#### Problem requirements:
From the entries below, extract each line that contains the word "building".

#### Raw records:
---------------

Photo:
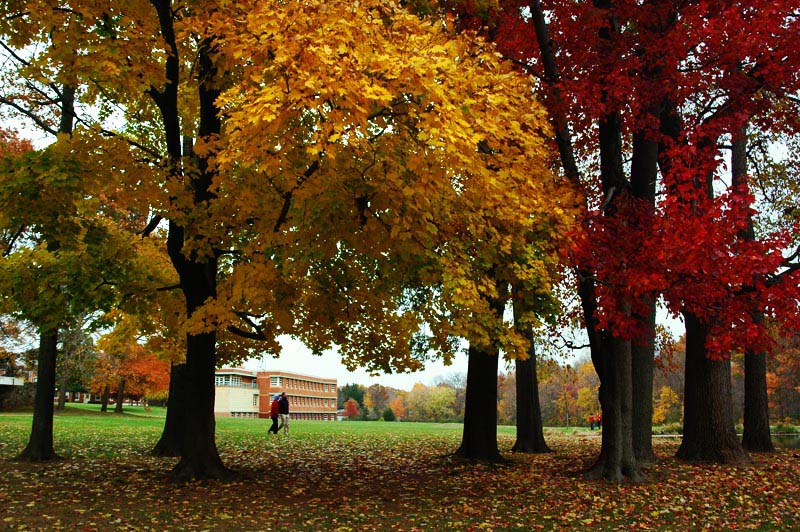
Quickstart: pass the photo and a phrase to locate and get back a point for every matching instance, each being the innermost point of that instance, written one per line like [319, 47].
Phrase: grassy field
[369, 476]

---------------

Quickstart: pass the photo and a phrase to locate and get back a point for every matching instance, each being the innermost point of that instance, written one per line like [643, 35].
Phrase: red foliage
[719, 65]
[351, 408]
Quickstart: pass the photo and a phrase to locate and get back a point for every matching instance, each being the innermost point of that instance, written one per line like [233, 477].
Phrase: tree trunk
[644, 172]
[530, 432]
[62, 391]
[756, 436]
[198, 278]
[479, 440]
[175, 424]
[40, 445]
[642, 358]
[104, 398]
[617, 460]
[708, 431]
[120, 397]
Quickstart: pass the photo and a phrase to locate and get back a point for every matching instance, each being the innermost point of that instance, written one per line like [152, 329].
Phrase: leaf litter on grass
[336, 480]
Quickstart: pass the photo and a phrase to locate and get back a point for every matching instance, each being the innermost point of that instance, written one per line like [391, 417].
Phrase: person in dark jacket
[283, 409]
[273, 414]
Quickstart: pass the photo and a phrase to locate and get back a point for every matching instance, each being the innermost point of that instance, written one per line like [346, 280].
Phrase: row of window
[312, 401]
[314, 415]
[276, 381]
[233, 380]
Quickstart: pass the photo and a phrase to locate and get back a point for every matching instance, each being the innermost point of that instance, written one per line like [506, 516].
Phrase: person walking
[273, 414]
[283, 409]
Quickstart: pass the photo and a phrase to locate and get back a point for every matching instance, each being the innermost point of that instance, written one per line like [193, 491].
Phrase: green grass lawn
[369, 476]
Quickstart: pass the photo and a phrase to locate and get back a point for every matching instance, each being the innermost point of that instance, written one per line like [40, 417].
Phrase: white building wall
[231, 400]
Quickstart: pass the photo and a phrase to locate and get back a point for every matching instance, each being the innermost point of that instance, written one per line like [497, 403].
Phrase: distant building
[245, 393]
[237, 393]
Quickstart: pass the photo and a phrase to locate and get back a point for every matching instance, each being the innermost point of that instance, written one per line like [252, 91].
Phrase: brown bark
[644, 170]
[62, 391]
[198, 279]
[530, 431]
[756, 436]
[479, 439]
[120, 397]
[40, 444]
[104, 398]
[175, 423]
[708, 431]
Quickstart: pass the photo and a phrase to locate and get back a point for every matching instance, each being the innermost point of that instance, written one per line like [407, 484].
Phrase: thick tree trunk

---------------

#### Reply:
Phrase: white building wall
Phrase: distant building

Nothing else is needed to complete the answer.